## Exercise aim
Reproduce every one of the rows below verbatim, without changing a single character.

## Exercise input
◇ ◇ ◇ ◇ ◇ ◇ ◇
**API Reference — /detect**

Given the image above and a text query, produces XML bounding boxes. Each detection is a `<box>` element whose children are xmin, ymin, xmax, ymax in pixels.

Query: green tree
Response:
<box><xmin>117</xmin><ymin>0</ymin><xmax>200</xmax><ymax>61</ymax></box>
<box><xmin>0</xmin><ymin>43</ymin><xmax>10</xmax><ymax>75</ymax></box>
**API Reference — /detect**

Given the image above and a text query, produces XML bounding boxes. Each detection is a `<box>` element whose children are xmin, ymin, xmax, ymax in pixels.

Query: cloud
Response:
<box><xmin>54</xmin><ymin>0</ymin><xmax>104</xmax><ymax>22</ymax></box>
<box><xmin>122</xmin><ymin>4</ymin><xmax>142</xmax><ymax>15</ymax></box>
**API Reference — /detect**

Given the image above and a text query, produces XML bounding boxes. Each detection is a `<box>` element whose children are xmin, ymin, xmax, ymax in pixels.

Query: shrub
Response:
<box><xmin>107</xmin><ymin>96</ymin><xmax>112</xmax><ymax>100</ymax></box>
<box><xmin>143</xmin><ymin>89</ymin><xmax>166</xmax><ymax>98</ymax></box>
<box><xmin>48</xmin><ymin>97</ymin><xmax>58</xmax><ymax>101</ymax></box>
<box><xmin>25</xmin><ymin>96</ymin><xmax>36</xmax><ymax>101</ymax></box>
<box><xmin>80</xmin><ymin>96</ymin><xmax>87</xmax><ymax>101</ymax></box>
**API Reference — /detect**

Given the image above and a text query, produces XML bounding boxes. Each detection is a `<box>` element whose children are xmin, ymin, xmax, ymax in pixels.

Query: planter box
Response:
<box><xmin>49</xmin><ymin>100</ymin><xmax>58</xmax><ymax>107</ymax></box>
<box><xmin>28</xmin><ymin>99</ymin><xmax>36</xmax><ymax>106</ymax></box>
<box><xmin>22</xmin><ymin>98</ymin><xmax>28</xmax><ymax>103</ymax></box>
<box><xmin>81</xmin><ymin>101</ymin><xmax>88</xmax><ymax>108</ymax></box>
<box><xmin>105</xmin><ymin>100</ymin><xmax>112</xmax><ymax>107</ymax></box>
◇ ◇ ◇ ◇ ◇ ◇ ◇
## Answer to the problem
**API Reference — /detect**

Given the image above and a text query, produces XML bounding boxes. Each detection is a `<box>` element whose children are xmin, ymin, xmax, ymax in pixels.

Query: green tree
Response:
<box><xmin>117</xmin><ymin>0</ymin><xmax>200</xmax><ymax>61</ymax></box>
<box><xmin>0</xmin><ymin>43</ymin><xmax>10</xmax><ymax>75</ymax></box>
**API Reference — /detect**

Given the image above and a text query, produces XML bounding boxes. Each detection is a `<box>` element whose children are xmin, ymin, xmax, ymax in pixels.

Query: cloud
Response:
<box><xmin>54</xmin><ymin>0</ymin><xmax>104</xmax><ymax>22</ymax></box>
<box><xmin>122</xmin><ymin>4</ymin><xmax>142</xmax><ymax>15</ymax></box>
**API Reference — /detect**

Given the image above and a text query, produces XML bounding boxes. Each detection is a `<box>` element whose children are xmin, ymin, xmax, ymax in pixels.

Query: shrub
Response:
<box><xmin>107</xmin><ymin>96</ymin><xmax>112</xmax><ymax>100</ymax></box>
<box><xmin>143</xmin><ymin>89</ymin><xmax>166</xmax><ymax>98</ymax></box>
<box><xmin>48</xmin><ymin>97</ymin><xmax>58</xmax><ymax>101</ymax></box>
<box><xmin>25</xmin><ymin>96</ymin><xmax>36</xmax><ymax>101</ymax></box>
<box><xmin>80</xmin><ymin>96</ymin><xmax>87</xmax><ymax>101</ymax></box>
**API Reference — /detect**

Given the image above and a text query, produces XML bounding boxes. Each detection is a `<box>` element whose children are xmin, ymin, xmax, ymax in pixels.

Query: planter box
Response:
<box><xmin>49</xmin><ymin>100</ymin><xmax>58</xmax><ymax>107</ymax></box>
<box><xmin>28</xmin><ymin>99</ymin><xmax>36</xmax><ymax>106</ymax></box>
<box><xmin>22</xmin><ymin>98</ymin><xmax>28</xmax><ymax>103</ymax></box>
<box><xmin>81</xmin><ymin>101</ymin><xmax>88</xmax><ymax>108</ymax></box>
<box><xmin>105</xmin><ymin>100</ymin><xmax>112</xmax><ymax>107</ymax></box>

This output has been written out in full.